● Your objective: Set down exactly, and only, the lines from the one with "[tag] sky (a dot for each instance)" to the final line of the entries, both included.

● Record extracts:
+++

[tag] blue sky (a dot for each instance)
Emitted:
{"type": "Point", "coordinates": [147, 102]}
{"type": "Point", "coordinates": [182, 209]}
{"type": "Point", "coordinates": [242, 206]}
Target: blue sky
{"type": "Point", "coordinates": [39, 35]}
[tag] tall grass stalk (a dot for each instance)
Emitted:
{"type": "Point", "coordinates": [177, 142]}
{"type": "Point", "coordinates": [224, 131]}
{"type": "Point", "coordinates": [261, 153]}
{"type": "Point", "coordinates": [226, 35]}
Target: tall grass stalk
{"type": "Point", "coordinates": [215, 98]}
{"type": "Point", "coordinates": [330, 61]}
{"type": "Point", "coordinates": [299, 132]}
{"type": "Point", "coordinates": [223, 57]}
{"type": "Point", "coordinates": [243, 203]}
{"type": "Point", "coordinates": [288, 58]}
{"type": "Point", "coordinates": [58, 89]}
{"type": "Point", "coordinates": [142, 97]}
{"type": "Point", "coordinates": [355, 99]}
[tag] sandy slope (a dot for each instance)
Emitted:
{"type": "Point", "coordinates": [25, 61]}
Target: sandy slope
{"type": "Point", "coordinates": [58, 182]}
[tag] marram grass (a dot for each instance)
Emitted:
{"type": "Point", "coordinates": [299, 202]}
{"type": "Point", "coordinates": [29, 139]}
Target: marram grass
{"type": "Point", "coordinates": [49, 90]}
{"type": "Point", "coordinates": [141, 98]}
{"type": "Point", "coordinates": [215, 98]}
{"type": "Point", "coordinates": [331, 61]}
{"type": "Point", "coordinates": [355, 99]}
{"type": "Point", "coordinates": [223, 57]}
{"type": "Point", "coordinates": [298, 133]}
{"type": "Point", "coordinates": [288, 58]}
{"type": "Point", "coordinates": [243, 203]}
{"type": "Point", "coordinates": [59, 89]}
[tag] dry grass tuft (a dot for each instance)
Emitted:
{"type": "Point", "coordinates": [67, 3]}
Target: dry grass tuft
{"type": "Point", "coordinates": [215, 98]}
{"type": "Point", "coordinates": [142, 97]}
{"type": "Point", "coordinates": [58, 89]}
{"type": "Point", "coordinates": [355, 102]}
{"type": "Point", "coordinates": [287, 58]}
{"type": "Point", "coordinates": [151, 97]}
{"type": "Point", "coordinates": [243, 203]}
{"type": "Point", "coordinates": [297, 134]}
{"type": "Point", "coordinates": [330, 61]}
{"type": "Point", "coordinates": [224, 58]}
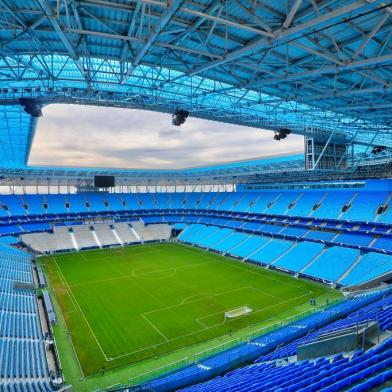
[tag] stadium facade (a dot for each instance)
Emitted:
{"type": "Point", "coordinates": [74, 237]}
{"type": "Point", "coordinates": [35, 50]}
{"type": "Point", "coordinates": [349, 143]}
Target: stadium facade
{"type": "Point", "coordinates": [320, 221]}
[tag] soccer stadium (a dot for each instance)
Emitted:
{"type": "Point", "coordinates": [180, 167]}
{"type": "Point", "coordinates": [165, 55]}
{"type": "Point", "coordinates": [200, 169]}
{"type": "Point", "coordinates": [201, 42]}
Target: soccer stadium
{"type": "Point", "coordinates": [271, 273]}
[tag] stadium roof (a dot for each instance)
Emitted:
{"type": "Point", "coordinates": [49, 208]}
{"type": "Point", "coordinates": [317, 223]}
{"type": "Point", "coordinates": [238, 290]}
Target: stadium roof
{"type": "Point", "coordinates": [320, 68]}
{"type": "Point", "coordinates": [231, 172]}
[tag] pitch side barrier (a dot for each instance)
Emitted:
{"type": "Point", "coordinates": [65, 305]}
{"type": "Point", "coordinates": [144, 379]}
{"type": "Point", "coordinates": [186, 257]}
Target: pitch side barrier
{"type": "Point", "coordinates": [256, 346]}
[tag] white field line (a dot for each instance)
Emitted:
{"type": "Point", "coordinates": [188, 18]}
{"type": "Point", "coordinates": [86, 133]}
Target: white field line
{"type": "Point", "coordinates": [67, 290]}
{"type": "Point", "coordinates": [204, 329]}
{"type": "Point", "coordinates": [81, 311]}
{"type": "Point", "coordinates": [197, 320]}
{"type": "Point", "coordinates": [198, 300]}
{"type": "Point", "coordinates": [135, 275]}
{"type": "Point", "coordinates": [198, 296]}
{"type": "Point", "coordinates": [155, 327]}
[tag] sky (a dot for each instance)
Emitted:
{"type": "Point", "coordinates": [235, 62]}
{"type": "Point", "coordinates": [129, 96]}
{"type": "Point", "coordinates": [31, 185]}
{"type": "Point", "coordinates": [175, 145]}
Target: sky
{"type": "Point", "coordinates": [73, 135]}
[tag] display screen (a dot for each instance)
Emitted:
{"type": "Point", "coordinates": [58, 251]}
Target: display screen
{"type": "Point", "coordinates": [104, 181]}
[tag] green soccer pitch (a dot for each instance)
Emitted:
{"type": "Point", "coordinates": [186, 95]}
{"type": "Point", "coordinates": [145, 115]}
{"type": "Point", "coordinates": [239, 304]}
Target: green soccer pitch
{"type": "Point", "coordinates": [125, 305]}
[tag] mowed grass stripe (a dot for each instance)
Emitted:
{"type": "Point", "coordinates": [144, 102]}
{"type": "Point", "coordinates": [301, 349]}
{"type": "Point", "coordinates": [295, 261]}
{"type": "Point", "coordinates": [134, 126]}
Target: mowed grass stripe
{"type": "Point", "coordinates": [138, 302]}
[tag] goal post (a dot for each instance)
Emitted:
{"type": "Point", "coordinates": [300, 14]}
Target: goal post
{"type": "Point", "coordinates": [242, 311]}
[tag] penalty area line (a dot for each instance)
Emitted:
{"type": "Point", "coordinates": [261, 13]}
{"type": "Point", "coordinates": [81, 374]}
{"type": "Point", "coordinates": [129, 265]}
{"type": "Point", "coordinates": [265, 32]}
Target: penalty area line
{"type": "Point", "coordinates": [81, 312]}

+++

● Reply:
[tag] sky (a dot for each instance)
Emitted:
{"type": "Point", "coordinates": [235, 62]}
{"type": "Point", "coordinates": [129, 96]}
{"type": "Point", "coordinates": [31, 185]}
{"type": "Point", "coordinates": [175, 145]}
Target: sky
{"type": "Point", "coordinates": [73, 135]}
[tag] display screen (a dot for each instance)
Emitted:
{"type": "Point", "coordinates": [58, 251]}
Target: display screen
{"type": "Point", "coordinates": [104, 181]}
[tag] green soccer pitch (a dot for each instance)
Emitted:
{"type": "Point", "coordinates": [186, 95]}
{"type": "Point", "coordinates": [145, 115]}
{"type": "Point", "coordinates": [239, 304]}
Target: green soccer pitch
{"type": "Point", "coordinates": [125, 305]}
[tag] mowed grass stripe (a dot for each instance)
Emitted:
{"type": "Point", "coordinates": [144, 102]}
{"type": "Point", "coordinates": [301, 349]}
{"type": "Point", "coordinates": [295, 261]}
{"type": "Point", "coordinates": [134, 126]}
Target: mowed grass stripe
{"type": "Point", "coordinates": [138, 302]}
[tag] goal post (a dot for each instance)
Emitted:
{"type": "Point", "coordinates": [300, 14]}
Target: goal post
{"type": "Point", "coordinates": [242, 311]}
[tag] penalty area line (a dot for each instance)
Emitted:
{"type": "Point", "coordinates": [261, 13]}
{"type": "Point", "coordinates": [81, 374]}
{"type": "Point", "coordinates": [129, 265]}
{"type": "Point", "coordinates": [265, 32]}
Target: penalty area line
{"type": "Point", "coordinates": [81, 312]}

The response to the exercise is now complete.